Task item:
Emit all the data exactly as provided.

Available data:

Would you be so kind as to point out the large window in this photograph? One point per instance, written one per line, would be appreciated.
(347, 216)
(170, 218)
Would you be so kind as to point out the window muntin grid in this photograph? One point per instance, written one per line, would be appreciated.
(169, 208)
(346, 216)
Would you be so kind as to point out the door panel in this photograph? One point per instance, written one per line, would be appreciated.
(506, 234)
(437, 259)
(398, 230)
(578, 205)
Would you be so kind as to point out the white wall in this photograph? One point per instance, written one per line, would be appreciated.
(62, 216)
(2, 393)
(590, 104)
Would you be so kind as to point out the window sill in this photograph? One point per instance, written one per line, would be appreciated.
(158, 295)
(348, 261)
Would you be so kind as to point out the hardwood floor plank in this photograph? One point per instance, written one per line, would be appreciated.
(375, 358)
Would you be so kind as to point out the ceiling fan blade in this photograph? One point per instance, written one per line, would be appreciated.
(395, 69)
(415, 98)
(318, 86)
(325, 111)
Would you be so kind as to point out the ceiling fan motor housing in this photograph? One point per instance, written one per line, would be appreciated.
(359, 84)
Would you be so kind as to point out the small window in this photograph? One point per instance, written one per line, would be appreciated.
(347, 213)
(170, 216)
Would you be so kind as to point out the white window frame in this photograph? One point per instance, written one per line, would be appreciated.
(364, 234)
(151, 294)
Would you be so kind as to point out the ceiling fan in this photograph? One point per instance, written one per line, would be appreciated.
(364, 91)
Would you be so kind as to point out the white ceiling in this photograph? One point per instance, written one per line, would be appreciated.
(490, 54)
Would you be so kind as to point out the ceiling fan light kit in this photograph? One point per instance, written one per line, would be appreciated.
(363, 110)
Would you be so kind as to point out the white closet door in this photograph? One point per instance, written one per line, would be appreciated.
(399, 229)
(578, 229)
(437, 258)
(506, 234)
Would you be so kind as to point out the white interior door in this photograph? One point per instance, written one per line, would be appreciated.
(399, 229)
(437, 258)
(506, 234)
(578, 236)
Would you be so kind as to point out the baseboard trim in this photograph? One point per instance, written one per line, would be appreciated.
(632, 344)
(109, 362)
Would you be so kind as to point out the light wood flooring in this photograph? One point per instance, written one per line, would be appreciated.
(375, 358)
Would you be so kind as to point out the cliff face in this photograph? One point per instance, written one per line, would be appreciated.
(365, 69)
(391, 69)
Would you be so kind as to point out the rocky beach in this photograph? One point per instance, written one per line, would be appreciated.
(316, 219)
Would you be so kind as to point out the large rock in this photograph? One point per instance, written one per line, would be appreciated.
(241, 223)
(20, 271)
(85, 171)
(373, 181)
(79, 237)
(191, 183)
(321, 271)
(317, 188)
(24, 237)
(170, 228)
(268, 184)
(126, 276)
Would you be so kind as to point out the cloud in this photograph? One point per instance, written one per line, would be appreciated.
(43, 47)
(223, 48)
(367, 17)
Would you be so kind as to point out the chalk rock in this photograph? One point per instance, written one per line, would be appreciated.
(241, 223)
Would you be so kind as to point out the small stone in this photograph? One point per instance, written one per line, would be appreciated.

Answer to this problem:
Would you be so kind as to point out the large window in this photograph? One point per instance, written one per line, would be appreciated.
(347, 216)
(170, 218)
Would you be so kind as to point out the window muntin grid in this photograph? One point per instance, written one per line, would be appreciated.
(169, 208)
(346, 216)
Would you be so kind as to point out the door panel in this photograph? One point per instance, written one per line, would be appreciated.
(506, 234)
(437, 259)
(398, 230)
(578, 205)
Would you be so kind as to point out the white wall in this photograph? One point per instance, written one per line, would be appreciated.
(62, 216)
(2, 393)
(590, 104)
Would you be so kind as to point out the window sill in this photograph? One point per instance, written one per line, would be appreciated.
(158, 295)
(348, 261)
Would you be so kind as to point out the hardwood floor plank in this photograph? One point per instance, written one per line, would be appreciated.
(375, 358)
Would you be so kind as to point out the ceiling fan blade in this photograph? One point per instance, written one per line, would be appreciated.
(395, 69)
(415, 98)
(318, 86)
(325, 111)
Would you be so kind as to point out the ceiling fan motor housing in this photograph? One point per instance, written one per line, would be appreciated.
(359, 84)
Would you be so kind as to point out the small window in this photograph? One point per instance, written one per line, would be appreciated.
(347, 213)
(170, 216)
Would you be so kind as to point out the white window frame in this photograph? One point per instance, written one per line, would be appreciated.
(364, 234)
(151, 294)
Would you be so kind as to point out the ceiling fan in this photograph? One point per instance, written one per line, would be appreciated.
(364, 91)
Would you be so kind as to point out the white ceiling in this photograph? One point per instance, written one per line, would be appreciated.
(490, 54)
Would you be so kind as to point out the ceiling fan light kit in this photograph? One point per instance, written one per line, would be appreciated.
(363, 110)
Would you be so kind as to point out the white closet door in this photograph? One point per instance, written one per line, would be appreciated.
(399, 229)
(578, 229)
(437, 258)
(506, 234)
Would you be so kind as to point out the white interior door in this photograph? One point per instance, written one per line, would be appreciated.
(399, 229)
(437, 258)
(506, 234)
(578, 236)
Would you be so kind as to point out the baseboard trim in this photograph? One point per instance, written one per line, would be appreciated.
(632, 344)
(109, 362)
Would you be so kind as to point out the light wood flooring in this photograph? One point per instance, written one per line, would be appreciated.
(375, 358)
Would you be so kind as to point out the cliff face in this photograph? One point per instance, written one per line, would be appreciated.
(365, 69)
(391, 69)
Would you be so kind as to point out the rocky beach in this photograph? One point per instance, written one per line, would be appreciated.
(316, 219)
Would you be so kind as to point out the large rock in this photograph? One point per instance, written one per line, would be appreciated.
(241, 223)
(20, 271)
(85, 171)
(373, 181)
(79, 237)
(191, 183)
(321, 271)
(317, 188)
(24, 237)
(170, 228)
(268, 184)
(126, 276)
Would you be so kind as to point out the cloud in this photograph? One point per instance, written one per line, would be appreciated.
(43, 47)
(223, 48)
(367, 17)
Would you be so kind as to point out the chalk rock in this photograph? One point per instance, written one per line, would be appreciated.
(241, 223)
Would you be so kind as to point out the small stone in this photograph? One point per instance, written one per line, would be appreciated.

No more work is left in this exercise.